Passage to read ▸
Full body of little and big works

Celebrating Moore

December 4, 1998

For me this book falls uncomfortably between what it claims not to be - a catalogue of the Henry Moore Foundation Collection - and what it sets out to be - a celebration of the centenary of the birth of "Harry" Moore, as he was known in the 1930s. That said, it is an interesting book with contributions from many well-informed and influential guest writers.

As an artist who looks for security, I headed first for comments by other artists and the contributions of Bernard Meadows, Philip King and Anthony Caro. All three managed to find their way through Henry Moore, placing him in a much bigger cultural context than does the collection at Much Hadham. While writing on Large Reclining Figure, Caro says: "When we were students we looked up to local artists, people like Augustus John; we simply weren't aware of what was going on in Paris. We were looking at Epstein's portraits, not his wonderful early carvings, not Gaudier-Brzeska, let alone Picasso and Lipchitz. Then along comes Henry Moore and he is in there talking the same language as Picasso or Mir" and he asks to be judged alongside them."

Your goal ▸
Write the next part of the Henry Moore book review, picking up right after its last sentence. The material after this has no connection to the Henry Moore book review.

Data entries ▸
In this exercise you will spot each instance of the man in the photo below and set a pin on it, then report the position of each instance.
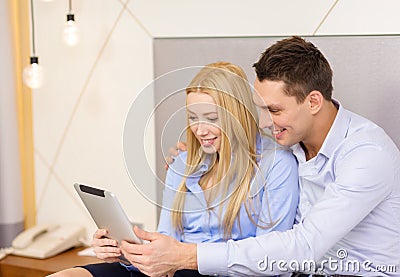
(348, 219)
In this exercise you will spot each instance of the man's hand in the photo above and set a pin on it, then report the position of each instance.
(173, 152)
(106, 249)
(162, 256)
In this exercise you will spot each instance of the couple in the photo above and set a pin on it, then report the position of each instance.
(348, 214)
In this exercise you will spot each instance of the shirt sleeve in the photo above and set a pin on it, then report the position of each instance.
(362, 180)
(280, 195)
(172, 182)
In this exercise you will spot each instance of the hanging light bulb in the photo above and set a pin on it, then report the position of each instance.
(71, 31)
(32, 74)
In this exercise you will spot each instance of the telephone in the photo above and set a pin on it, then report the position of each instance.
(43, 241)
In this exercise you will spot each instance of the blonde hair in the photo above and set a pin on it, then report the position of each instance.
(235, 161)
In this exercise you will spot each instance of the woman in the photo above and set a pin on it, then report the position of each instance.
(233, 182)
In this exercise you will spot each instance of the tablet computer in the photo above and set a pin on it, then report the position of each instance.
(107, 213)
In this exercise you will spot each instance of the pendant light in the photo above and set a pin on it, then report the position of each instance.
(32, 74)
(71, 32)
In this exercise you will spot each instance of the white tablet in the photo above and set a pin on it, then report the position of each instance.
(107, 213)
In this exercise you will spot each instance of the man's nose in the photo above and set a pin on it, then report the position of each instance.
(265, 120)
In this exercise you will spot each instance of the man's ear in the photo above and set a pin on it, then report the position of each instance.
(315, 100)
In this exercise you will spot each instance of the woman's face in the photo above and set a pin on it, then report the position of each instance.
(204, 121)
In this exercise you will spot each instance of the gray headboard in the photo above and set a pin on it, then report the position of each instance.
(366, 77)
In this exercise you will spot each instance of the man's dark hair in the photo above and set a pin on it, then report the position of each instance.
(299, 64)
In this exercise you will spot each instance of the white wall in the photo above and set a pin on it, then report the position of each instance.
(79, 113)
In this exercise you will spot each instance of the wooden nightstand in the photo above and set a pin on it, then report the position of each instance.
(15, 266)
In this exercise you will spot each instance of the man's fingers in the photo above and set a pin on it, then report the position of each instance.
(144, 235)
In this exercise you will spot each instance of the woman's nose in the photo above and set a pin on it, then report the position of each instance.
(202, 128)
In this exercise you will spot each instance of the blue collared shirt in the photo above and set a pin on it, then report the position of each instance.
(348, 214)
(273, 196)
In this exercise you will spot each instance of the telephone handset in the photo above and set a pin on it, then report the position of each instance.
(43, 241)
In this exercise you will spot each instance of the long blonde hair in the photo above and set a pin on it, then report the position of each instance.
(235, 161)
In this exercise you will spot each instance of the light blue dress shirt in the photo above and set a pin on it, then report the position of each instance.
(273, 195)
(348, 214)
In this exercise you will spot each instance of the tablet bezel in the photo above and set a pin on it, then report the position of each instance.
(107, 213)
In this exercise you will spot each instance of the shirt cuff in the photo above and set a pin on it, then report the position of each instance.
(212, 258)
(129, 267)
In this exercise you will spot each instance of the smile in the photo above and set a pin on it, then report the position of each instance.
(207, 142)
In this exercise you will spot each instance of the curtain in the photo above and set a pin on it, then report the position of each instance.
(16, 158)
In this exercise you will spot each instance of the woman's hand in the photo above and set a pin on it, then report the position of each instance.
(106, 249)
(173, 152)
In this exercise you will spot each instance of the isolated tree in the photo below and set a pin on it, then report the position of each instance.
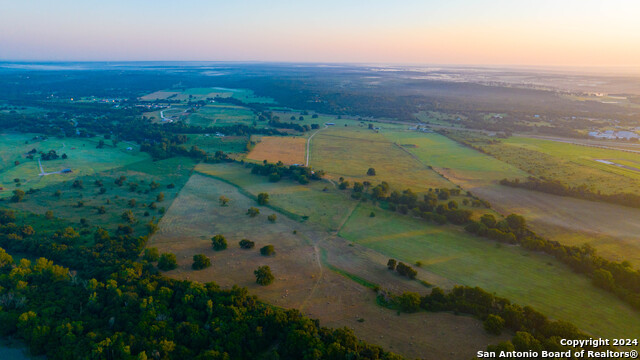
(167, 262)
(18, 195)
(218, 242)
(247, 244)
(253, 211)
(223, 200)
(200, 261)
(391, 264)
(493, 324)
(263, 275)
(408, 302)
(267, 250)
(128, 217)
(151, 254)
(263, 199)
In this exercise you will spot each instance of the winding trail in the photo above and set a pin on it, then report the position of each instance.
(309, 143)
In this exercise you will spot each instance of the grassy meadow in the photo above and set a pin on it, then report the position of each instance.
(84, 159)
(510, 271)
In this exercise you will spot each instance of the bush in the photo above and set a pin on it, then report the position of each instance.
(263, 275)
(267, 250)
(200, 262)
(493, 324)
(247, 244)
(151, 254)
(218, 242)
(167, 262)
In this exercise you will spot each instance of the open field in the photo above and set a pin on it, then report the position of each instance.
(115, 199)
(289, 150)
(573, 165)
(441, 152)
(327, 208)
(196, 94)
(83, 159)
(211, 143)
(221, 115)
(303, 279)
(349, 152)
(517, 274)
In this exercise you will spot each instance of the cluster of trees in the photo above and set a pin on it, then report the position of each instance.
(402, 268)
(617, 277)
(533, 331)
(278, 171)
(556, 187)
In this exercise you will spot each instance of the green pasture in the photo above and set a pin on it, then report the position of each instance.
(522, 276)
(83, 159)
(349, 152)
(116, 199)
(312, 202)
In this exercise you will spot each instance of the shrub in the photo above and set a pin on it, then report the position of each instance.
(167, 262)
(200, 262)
* * *
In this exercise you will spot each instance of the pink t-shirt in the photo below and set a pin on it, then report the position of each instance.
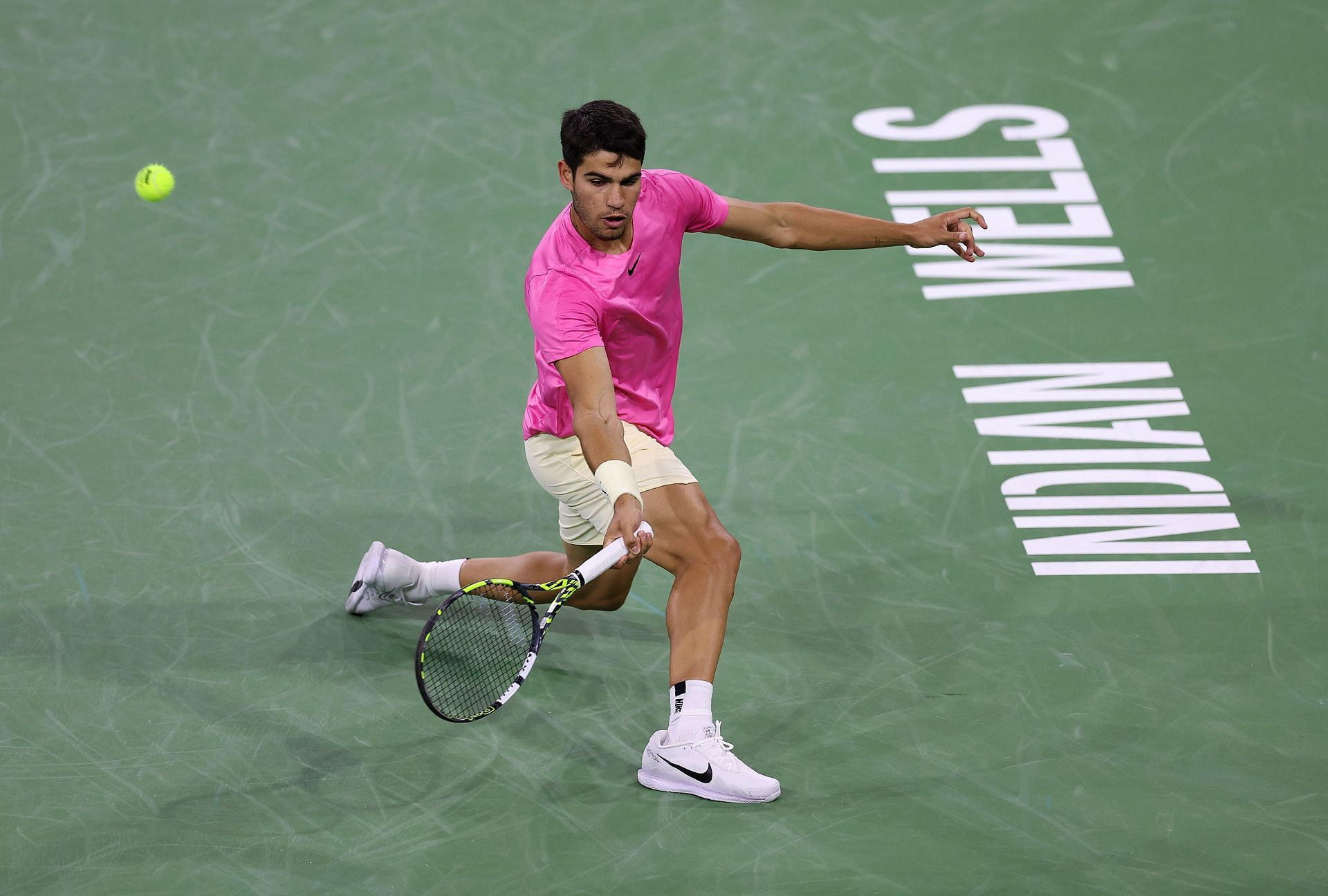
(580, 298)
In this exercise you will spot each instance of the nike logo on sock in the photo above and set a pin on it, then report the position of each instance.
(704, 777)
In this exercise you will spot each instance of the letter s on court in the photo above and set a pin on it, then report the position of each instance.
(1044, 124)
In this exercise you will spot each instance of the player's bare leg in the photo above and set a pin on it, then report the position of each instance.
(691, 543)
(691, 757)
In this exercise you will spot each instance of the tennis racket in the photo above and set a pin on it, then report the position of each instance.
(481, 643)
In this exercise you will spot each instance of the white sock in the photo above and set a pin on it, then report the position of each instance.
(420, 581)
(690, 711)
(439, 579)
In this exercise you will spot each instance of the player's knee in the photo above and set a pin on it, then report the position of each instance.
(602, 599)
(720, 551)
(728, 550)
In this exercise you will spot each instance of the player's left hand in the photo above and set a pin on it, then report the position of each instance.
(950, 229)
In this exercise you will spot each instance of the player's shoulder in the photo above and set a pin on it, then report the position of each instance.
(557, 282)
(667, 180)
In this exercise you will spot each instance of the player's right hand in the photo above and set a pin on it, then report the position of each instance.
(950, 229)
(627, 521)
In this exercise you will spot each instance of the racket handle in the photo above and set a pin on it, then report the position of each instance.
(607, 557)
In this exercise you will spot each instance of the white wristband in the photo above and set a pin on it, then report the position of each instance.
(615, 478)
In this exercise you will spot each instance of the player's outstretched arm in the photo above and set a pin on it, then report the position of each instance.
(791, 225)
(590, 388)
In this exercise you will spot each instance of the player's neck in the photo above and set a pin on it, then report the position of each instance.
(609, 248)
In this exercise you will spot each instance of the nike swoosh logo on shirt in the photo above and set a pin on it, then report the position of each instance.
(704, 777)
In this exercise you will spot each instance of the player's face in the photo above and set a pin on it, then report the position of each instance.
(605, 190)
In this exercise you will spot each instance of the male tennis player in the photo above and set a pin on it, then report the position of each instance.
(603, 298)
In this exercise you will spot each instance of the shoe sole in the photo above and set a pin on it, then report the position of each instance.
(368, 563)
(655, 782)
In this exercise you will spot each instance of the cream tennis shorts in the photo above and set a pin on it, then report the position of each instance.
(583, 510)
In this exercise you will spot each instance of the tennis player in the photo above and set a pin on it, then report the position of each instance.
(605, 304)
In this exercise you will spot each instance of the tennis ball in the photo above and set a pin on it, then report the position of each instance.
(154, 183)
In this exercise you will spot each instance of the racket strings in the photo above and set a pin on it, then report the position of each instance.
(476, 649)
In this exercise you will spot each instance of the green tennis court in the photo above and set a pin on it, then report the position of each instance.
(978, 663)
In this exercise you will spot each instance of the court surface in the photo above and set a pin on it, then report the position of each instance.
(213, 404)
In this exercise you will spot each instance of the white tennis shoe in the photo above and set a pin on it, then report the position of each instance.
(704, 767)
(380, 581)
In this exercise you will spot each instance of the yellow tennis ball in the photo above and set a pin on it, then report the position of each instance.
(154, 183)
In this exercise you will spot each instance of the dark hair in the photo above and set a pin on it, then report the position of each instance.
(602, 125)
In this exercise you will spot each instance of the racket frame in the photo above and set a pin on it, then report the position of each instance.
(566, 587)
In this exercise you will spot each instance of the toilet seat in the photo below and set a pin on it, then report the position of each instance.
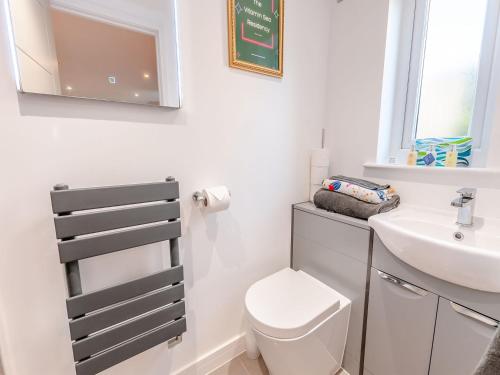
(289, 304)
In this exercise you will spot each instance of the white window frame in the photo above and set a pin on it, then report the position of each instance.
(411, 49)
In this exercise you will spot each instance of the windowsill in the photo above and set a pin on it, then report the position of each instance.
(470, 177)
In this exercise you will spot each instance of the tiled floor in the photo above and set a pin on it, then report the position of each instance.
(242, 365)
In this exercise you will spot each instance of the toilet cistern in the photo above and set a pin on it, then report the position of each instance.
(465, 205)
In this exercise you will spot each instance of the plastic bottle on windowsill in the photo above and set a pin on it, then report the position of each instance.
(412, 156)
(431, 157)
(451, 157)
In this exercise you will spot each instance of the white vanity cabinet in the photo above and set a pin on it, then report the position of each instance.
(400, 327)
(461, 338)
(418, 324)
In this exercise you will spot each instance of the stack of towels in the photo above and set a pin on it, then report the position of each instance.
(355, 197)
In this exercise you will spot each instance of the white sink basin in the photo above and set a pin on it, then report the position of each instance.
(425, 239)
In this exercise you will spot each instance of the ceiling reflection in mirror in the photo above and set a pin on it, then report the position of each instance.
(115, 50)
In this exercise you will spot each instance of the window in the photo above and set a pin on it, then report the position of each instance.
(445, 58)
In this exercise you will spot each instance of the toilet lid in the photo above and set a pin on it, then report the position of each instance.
--
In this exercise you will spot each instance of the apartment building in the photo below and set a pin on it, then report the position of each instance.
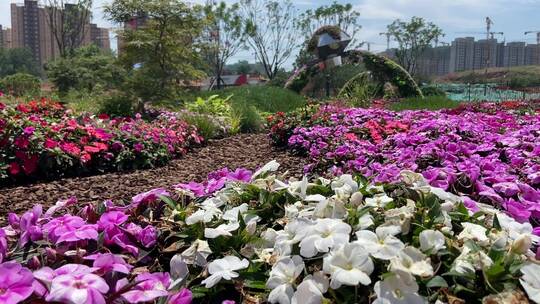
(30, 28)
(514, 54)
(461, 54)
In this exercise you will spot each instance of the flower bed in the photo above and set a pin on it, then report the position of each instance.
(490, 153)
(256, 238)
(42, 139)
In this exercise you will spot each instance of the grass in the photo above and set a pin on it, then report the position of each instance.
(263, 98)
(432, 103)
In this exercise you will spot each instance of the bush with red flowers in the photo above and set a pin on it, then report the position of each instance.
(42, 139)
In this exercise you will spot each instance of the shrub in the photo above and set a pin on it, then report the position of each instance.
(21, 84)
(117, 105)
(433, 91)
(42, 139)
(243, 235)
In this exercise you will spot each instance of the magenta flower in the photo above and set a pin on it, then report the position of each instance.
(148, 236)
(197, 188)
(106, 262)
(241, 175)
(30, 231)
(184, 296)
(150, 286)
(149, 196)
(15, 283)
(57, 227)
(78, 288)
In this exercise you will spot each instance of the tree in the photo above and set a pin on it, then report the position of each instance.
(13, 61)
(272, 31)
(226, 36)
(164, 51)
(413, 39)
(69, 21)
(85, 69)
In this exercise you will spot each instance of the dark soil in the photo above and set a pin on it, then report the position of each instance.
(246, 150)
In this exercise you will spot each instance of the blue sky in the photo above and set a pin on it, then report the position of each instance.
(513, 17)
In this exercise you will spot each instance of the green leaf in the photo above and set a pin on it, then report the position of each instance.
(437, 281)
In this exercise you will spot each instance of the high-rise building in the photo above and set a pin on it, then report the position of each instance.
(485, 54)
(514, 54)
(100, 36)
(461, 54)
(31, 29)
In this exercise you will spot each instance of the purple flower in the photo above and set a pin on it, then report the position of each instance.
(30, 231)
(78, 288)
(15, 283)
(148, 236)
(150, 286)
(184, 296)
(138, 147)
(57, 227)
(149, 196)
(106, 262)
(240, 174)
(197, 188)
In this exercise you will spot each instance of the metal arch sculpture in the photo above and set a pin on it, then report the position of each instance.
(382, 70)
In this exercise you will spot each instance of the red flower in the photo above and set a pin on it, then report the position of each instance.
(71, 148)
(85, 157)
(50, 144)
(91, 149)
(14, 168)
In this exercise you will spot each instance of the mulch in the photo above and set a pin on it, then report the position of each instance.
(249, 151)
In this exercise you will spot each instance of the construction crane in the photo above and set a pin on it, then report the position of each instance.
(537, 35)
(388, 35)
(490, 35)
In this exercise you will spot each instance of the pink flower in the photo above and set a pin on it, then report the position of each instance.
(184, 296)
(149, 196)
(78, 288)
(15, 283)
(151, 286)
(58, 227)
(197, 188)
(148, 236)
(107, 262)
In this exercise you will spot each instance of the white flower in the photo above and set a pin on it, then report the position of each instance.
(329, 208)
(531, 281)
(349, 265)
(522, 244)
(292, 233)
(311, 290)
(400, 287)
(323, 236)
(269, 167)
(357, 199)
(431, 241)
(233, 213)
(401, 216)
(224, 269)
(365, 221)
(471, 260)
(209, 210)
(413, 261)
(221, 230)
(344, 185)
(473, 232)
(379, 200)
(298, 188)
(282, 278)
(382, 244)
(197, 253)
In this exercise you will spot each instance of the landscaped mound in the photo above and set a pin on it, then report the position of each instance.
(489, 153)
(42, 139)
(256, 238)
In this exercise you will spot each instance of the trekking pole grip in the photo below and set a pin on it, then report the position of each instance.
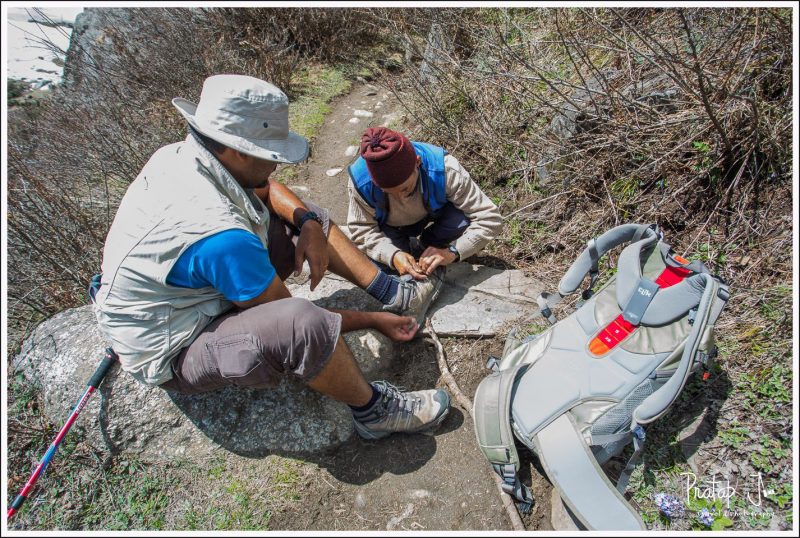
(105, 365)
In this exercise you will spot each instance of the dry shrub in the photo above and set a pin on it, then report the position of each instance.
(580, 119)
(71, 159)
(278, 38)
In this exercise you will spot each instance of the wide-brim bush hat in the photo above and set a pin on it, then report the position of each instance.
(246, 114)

Response ▸
Celebrating Moore starts with a rather unusual page headed "Using the book", which turns out to be less interesting than I hoped for. All we get is a warning that the book is not intended as a catalogue and that it is a personal selection chosen from the collection by its curator, David Mitchinson. What it does not say is that this is the biggest single volume to have been produced on the artist. The book gets into its stride with an essay titled "The Henry Moore Foundation's collection".

Mitchinson writes at a brisk walking pace, describing Much Hadham, Perry Green, the house, studios and lie of the land generally. Any sculptures referred to or chanced on during the "walk" are dropped into the text in bold type, creating an atmosphere mid-way between a guide book and an inventory. This makes for a jerky read. In the curator's essay "Forming the foundation", Mitchinson turns up a detail worth thinking about, which is that Moore did not want to have computers at the foundation because they gave the impression of it all being too much like a business.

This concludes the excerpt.